**Prompt:**
Report how many lines of the material below contain the string "blue", giving only the number.

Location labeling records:
------------

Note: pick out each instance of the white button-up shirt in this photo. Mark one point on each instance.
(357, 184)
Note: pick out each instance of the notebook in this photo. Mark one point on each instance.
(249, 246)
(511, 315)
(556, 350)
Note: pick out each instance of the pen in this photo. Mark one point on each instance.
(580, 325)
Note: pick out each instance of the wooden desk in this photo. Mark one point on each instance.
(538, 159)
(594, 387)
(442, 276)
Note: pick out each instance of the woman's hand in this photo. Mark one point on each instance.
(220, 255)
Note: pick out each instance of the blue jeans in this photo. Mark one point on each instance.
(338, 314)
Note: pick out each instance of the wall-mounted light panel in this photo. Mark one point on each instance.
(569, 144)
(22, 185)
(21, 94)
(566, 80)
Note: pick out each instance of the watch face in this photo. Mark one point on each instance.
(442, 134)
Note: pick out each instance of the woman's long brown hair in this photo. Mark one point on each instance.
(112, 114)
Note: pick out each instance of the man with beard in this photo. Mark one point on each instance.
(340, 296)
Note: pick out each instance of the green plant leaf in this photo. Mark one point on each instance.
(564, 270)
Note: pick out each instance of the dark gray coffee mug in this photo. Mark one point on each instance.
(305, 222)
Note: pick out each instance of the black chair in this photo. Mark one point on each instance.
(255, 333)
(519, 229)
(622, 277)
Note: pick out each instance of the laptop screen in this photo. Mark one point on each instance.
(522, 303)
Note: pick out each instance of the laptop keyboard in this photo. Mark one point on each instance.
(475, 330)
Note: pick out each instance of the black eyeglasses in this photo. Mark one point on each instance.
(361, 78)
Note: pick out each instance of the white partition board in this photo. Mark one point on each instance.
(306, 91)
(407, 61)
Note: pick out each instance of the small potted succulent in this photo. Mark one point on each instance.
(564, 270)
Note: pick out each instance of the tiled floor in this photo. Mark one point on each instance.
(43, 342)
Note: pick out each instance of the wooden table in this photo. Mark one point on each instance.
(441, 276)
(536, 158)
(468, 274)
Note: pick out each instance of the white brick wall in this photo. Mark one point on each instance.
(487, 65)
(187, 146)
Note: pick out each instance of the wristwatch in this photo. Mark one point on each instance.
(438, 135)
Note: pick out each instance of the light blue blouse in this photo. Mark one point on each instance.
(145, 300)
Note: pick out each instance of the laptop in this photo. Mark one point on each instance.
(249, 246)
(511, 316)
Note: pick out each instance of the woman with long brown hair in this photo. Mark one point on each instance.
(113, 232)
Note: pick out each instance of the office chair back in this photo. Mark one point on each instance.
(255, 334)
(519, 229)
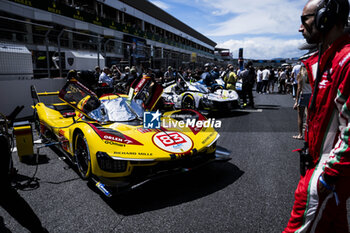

------------

**Worked answer:**
2